*To do*.
Write out the HyperLogLog passage below in full, word for word.

Why exact counts cannot scale even with sharding: the merge problem. Two shards each holding 700M distinct viewer IDs cannot tell you the global cardinality without exchanging at least one of the full sets — set-union has no shortcut for exactness. The transfer cost is the size of the smaller shard. HLL inverts this: two HLL sketches merge by taking the bucket-wise maximum, an O(m) operation where m is the bucket count, typically 4096. Merging is what makes HLL the right choice for distributed cardinality counting; the storage saving is a secondary benefit.

The other failure mode of exact counting is streaming. The viewer-ID set has to be updated on every event — 25 million events per second at IPL peak. A set.add() operation does a hash and a possible bucket reallocation, both of which fight cache. HLL also hashes once per event, but its update is a single integer max — the inner loop is small enough to fit in L1, which matters when you are doing 25 million of them per second.

The algorithm in 30 lines of Python

The trick of HLL is to use the hash of each element as a stand-in for the element itself. A good hash function maps inputs to uniform random bits; the leading-zero count of a uniform random integer follows a known distribution; that distribution lets you back out the cardinality from a maximum-leading-zero observation across many elements. The algorithm is short enough to fit on one screen.

# hll.py — HyperLogLog from first principles, no external deps for the core algorithm
# pip install xxhash  (a fast non-cryptographic hash; you can use hashlib.md5 too)
import xxhash, math
from typing import Iterable

class HLL:
    """HyperLogLog with m = 2^p buckets. p=12 → m=4096, error ≈ 1.04/sqrt(m) ≈ 1.6%."""

*Data shown*.
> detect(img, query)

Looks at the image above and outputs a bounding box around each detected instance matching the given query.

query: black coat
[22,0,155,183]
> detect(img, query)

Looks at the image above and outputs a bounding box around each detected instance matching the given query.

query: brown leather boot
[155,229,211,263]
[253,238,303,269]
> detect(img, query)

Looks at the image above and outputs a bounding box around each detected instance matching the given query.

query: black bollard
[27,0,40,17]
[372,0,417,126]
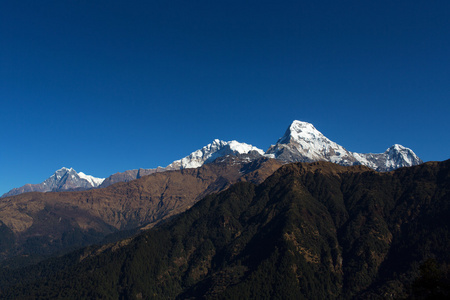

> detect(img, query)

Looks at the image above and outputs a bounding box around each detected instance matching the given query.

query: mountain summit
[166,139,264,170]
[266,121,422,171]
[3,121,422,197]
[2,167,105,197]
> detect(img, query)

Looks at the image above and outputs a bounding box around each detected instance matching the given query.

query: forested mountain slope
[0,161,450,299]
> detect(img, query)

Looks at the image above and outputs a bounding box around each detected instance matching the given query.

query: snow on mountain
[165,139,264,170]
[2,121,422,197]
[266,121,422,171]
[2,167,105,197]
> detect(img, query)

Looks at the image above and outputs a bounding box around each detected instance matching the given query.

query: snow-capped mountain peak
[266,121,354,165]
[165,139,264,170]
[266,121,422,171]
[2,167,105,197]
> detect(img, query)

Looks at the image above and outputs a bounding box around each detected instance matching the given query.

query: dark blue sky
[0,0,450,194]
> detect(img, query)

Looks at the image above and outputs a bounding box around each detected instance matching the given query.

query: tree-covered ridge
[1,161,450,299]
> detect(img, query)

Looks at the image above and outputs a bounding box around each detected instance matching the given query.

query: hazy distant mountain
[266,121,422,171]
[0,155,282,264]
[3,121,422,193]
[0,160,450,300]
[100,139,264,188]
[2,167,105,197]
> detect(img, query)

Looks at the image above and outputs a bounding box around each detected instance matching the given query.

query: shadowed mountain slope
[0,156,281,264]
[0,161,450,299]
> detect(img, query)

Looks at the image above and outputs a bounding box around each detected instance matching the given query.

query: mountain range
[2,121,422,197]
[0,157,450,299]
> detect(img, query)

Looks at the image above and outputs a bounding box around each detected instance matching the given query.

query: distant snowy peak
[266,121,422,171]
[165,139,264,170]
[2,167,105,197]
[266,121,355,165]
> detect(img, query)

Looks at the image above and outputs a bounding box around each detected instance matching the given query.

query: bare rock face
...
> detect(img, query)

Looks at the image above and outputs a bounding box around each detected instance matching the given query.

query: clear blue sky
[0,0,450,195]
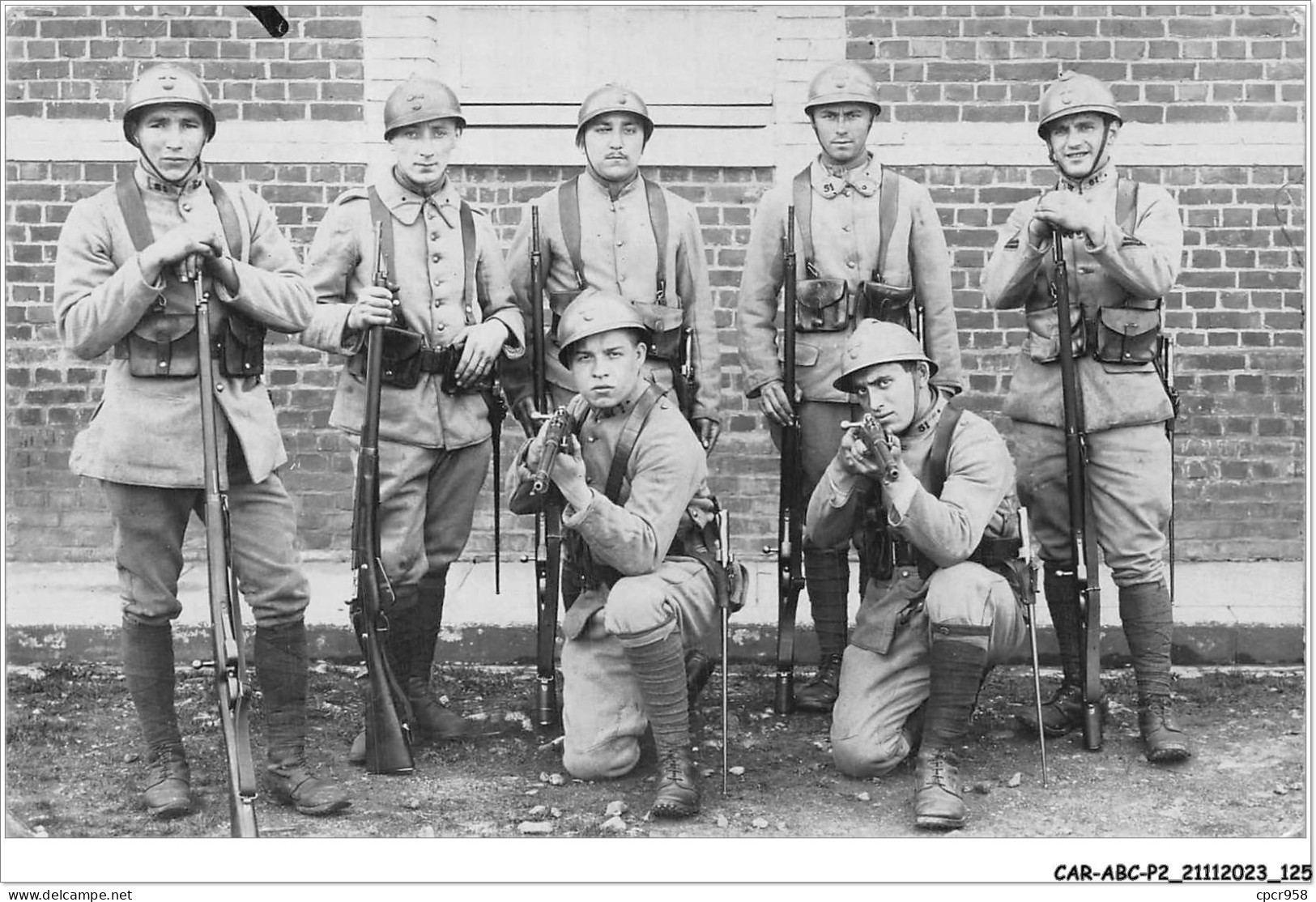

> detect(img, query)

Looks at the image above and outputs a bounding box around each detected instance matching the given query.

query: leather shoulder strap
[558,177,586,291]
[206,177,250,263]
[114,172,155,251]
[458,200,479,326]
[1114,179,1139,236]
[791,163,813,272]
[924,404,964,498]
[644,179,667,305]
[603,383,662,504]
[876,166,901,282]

*Answer below*.
Why exact counts cannot scale even with sharding: the merge problem. Two shards each holding 700M distinct viewer IDs cannot tell you the global cardinality without exchanging at least one of the full sets — set-union has no shortcut for exactness. The transfer cost is the size of the smaller shard. HLL inverts this: two HLL sketches merge by taking the bucket-wise maximum, an O(m) operation where m is the bucket count, typically 4096. Merging is what makes HLL the right choice for distributed cardinality counting; the storage saving is a secondary benefit.

The other failure mode of exact counting is streaming. The viewer-ID set has to be updated on every event — 25 million events per second at IPL peak. A set.add() operation does a hash and a possible bucket reallocation, both of which fight cache. HLL also hashes once per event, but its update is a single integer max — the inner loop is small enough to fit in L1, which matters when you are doing 25 million of them per second.

The algorithm in 30 lines of Python

The trick of HLL is to use the hash of each element as a stand-in for the element itself. A good hash function maps inputs to uniform random bits; the leading-zero count of a uniform random integer follows a known distribution; that distribution lets you back out the cardinality from a maximum-leading-zero observation across many elements. The algorithm is short enough to fit on one screen.

# hll.py — HyperLogLog from first principles, no external deps for the core algorithm
# pip install xxhash  (a fast non-cryptographic hash; you can use hashlib.md5 too)
import xxhash, math
from typing import Iterable

class HLL:
    """HyperLogLog with m = 2^p buckets. p=12 → m=4096, error ≈ 1.04/sqrt(m) ≈ 1.6%."""